Moreover, the concept of the anarchive highlights the mutual influence, rather than the linear causality, of different phases in the performance, reflection, and documentation of Variations. It provides a way to connect my collaboration with the notation, Patterson, and you, the readers of this exposition, more directly than my previous work in ‘Tactile Paths’.

 

In the rest of this exposition, then, I will explore the process of anarchiving (in) my performances of Variations, followed by its analysis. It is not my intention here to elaborate the mutual relevance of the concept of the anarchive and Variations, or experimental music notation in general, per se.21 Rather, I will perform an act of anarchiving for and with you, passing through Variations, documentation of my performances, and ‘Tactile Paths’.

 

 

Exposition Structure

 

The structure of the exposition revolves around the seventeen variations in Patterson’s piece, with each page corresponding to a specific variation. There the viewer will find video documentation of the variation in question, extracted from three separate performances (in 2009, 2014, and 2015) that are shown in their continuous entirety on this introductory page. (Pages corresponding to variations that I did not play in concert contain the notation instead.)

[Given data]
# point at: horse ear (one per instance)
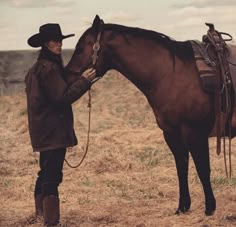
(96, 22)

[What you should do]
Write the next part of the passage on anarchiving performances of Patterson's Variations, starting right after its final sentence. The material has no connection to the passage on anarchiving performances of Patterson's Variations.

[The reply]
The videos all play automatically and overlap each other. This is meant as a way of drawing attention to similarities and differences between multiple performances that might ordinarily escape notice if the videos were presented one-by-one. The ensuing polyphony of incidental sounds, acts of ‘preparation’22, temporal differences between performances, things going ‘wrong’, I hope these help the viewer to make new (non)sense of the documentation in a way that exceeds my own engagement with the work. While the excess of material here may seem daunting, I encourage the viewer to take in the ensemble in its entirety at first, without trying to parse individual sequences or relate them immediately to the score. A concentrated viewing of each video is not necessary for a complete experience of the exposition. However, the occasional repeated viewing of individual videos or moments with the others on PAUSE may be of interest, particularly for specialists.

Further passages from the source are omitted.